Direction:
Beginning at the line containing "sepal, one point per instance in this photo.", output every line to the end of the data below exactly as it appears.
::::::::::
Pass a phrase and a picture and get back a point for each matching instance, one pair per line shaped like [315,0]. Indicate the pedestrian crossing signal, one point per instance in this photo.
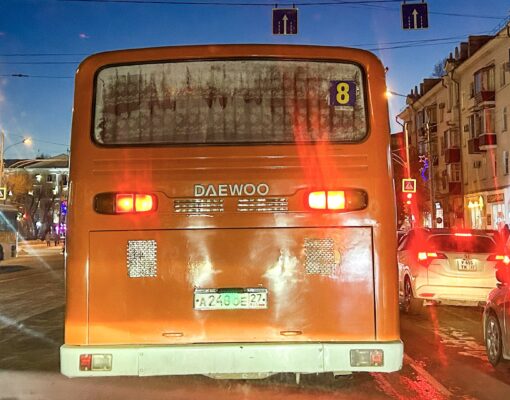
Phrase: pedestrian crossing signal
[408,185]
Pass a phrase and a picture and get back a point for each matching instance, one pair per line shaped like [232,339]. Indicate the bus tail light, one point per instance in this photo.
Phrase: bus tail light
[124,203]
[426,257]
[95,362]
[338,200]
[367,358]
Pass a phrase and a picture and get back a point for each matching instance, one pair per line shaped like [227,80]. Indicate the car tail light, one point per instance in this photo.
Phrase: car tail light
[124,203]
[367,357]
[338,200]
[96,362]
[426,257]
[499,258]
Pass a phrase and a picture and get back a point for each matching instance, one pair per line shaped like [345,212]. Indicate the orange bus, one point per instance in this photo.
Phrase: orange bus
[231,214]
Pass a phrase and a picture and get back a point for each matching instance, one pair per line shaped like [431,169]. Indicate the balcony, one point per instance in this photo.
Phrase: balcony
[452,155]
[474,146]
[487,141]
[455,187]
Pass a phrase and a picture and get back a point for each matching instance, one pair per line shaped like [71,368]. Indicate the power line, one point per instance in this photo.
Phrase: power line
[366,3]
[236,4]
[35,76]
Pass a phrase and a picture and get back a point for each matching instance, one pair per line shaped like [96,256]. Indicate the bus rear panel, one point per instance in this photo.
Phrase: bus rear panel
[231,214]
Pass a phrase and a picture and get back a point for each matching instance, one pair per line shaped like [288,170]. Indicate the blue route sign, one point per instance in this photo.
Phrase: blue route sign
[284,21]
[415,16]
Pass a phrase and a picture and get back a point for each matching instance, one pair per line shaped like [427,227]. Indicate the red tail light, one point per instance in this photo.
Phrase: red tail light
[338,200]
[426,257]
[124,203]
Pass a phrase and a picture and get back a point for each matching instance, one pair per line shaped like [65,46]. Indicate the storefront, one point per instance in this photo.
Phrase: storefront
[488,210]
[475,206]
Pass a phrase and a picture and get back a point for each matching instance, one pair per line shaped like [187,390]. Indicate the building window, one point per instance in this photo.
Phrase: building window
[484,80]
[454,172]
[505,119]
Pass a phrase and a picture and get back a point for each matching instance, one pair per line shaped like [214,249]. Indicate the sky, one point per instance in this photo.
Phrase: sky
[44,41]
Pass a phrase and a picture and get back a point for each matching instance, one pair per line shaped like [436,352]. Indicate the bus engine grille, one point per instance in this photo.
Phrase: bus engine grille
[263,204]
[319,256]
[141,258]
[198,206]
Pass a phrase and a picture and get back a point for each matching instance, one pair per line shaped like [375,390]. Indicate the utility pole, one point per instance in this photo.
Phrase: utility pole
[2,140]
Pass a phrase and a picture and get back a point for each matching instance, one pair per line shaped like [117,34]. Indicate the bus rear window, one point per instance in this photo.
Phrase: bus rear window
[230,102]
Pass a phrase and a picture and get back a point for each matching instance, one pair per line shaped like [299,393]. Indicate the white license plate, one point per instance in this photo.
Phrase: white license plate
[466,265]
[230,299]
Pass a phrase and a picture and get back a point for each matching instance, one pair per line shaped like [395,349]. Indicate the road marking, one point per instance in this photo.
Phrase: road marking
[385,386]
[425,375]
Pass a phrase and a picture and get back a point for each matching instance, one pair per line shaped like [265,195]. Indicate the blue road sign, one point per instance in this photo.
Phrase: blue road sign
[284,21]
[415,16]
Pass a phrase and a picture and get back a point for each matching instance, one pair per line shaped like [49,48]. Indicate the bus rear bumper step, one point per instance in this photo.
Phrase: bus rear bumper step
[235,359]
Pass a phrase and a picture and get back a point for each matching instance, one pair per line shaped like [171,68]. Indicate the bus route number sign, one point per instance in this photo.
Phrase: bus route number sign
[342,93]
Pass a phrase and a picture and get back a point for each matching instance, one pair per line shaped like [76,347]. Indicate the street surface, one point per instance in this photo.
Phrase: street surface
[444,354]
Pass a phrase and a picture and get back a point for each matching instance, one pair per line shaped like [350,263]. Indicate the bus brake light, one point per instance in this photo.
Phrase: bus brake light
[124,203]
[327,200]
[338,200]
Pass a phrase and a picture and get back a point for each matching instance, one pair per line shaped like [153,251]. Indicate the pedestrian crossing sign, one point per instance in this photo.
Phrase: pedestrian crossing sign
[408,185]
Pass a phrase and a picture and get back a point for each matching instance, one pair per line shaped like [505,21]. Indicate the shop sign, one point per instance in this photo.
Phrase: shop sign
[496,198]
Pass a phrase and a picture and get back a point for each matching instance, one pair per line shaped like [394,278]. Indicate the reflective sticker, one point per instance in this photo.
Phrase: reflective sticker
[342,93]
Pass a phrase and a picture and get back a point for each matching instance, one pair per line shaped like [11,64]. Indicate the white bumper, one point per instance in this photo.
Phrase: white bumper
[230,358]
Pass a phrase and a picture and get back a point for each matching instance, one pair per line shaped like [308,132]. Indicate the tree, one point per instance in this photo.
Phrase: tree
[439,70]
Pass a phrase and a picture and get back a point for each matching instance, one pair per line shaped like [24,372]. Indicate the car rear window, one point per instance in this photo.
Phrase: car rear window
[462,244]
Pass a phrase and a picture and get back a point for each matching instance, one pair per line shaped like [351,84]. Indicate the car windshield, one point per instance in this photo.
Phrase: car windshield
[462,244]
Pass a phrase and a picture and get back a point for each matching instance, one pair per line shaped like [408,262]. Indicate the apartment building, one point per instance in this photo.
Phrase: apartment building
[461,129]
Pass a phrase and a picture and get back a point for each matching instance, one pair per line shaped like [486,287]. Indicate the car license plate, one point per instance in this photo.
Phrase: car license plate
[230,299]
[466,265]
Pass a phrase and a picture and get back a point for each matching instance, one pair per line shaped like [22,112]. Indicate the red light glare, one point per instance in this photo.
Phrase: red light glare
[317,200]
[143,202]
[336,200]
[124,203]
[85,362]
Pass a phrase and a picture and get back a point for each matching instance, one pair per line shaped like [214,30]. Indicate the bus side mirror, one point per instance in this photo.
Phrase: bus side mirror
[503,275]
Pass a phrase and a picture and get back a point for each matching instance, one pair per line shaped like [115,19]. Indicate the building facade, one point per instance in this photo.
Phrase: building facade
[38,188]
[461,127]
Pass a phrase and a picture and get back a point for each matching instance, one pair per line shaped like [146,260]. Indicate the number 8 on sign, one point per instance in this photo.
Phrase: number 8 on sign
[342,93]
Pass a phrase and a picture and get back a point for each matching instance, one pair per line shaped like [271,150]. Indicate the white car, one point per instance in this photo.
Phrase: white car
[447,266]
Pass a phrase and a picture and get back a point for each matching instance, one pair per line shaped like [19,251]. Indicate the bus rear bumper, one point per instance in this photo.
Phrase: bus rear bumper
[239,360]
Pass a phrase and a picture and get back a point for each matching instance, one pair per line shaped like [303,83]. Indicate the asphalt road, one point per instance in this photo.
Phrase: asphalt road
[444,354]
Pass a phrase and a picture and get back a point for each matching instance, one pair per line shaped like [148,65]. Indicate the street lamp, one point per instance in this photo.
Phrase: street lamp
[390,93]
[26,141]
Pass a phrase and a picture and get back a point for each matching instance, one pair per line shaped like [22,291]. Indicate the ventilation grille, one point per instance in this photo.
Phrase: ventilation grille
[319,256]
[198,206]
[141,258]
[261,204]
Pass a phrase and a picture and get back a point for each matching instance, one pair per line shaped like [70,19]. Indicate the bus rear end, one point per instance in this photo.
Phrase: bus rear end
[231,214]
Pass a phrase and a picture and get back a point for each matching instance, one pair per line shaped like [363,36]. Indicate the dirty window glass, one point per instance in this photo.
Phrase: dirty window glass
[230,102]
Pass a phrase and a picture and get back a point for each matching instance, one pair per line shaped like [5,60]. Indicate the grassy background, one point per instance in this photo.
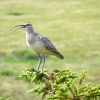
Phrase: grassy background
[73,26]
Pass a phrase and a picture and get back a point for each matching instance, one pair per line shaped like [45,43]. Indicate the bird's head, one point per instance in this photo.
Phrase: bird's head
[26,26]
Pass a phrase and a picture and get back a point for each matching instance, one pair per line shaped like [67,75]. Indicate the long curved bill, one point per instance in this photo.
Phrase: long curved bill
[17,27]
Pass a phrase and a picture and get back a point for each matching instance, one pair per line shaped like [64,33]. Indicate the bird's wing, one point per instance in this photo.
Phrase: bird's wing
[50,46]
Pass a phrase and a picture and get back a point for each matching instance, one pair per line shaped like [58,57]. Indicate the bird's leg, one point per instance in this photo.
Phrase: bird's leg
[40,60]
[43,61]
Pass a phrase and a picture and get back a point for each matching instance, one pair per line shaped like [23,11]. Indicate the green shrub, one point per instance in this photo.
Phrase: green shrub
[61,85]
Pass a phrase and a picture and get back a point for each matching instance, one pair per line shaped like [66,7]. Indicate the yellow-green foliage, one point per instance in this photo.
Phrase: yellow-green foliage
[73,26]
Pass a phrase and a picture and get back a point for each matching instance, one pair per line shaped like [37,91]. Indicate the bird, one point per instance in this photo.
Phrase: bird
[38,43]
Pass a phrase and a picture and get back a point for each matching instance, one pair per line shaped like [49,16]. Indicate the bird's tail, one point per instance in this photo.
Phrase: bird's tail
[58,54]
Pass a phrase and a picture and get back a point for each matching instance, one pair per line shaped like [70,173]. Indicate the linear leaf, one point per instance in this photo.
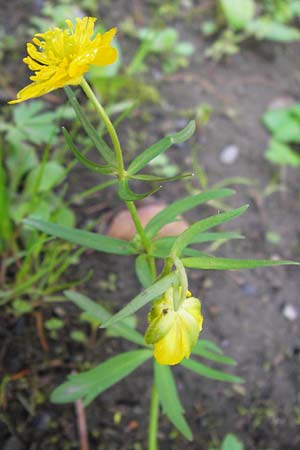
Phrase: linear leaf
[161,146]
[208,352]
[187,236]
[104,150]
[146,177]
[142,299]
[161,247]
[98,168]
[169,399]
[99,312]
[170,213]
[89,384]
[87,239]
[215,263]
[208,372]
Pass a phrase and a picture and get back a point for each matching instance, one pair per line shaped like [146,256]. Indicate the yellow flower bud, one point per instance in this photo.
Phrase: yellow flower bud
[173,333]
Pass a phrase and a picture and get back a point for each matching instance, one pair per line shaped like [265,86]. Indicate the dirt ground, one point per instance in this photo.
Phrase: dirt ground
[243,311]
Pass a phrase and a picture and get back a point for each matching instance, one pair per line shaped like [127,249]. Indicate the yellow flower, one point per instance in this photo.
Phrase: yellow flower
[61,57]
[173,333]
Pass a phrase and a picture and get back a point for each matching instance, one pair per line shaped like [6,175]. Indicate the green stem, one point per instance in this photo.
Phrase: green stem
[121,170]
[153,423]
[139,227]
[110,128]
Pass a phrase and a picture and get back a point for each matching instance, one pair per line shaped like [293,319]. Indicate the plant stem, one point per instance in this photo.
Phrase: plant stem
[139,227]
[110,128]
[153,423]
[121,170]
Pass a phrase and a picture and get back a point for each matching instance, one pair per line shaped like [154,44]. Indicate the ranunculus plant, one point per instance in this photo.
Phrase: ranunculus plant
[60,58]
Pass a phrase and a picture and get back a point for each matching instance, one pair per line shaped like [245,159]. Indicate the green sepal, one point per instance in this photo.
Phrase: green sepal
[98,168]
[126,194]
[215,263]
[159,147]
[87,385]
[169,399]
[87,239]
[101,146]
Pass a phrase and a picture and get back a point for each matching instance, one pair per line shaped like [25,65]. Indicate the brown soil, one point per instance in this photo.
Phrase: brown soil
[243,310]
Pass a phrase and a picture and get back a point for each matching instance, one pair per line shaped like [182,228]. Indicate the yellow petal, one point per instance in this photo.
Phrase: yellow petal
[105,56]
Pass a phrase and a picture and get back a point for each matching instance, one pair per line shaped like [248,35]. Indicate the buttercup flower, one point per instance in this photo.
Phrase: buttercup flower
[61,57]
[173,333]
::::::::::
Response to this exercise:
Pass a phrase and a picture and get back a point for each matching instance, one pair per line shaped like [245,159]. Indicate the green sepal, one point per instance in this photo.
Phrase: green sepal
[98,168]
[126,194]
[215,263]
[159,147]
[87,385]
[169,399]
[87,239]
[101,146]
Pass a phrase and a picture and get back a point for each matching instance, one pair per line shaped like [25,65]. Indicate the brown soil, one point per instance in this photo.
Phrase: brown soil
[243,310]
Pass a phrase and a picture and get back a point for each matching instance, one pair per line shaped like [182,228]. Indicate the yellow petal, one point per instance in this photo.
Phrase: yellow petal
[105,56]
Pass a phrase and a picture and get back a point for each matching instance, one pair per line shaped like [248,35]. Indicate the buttercup flower, one point per instance in this photo.
Phrase: buttercup flower
[61,57]
[173,333]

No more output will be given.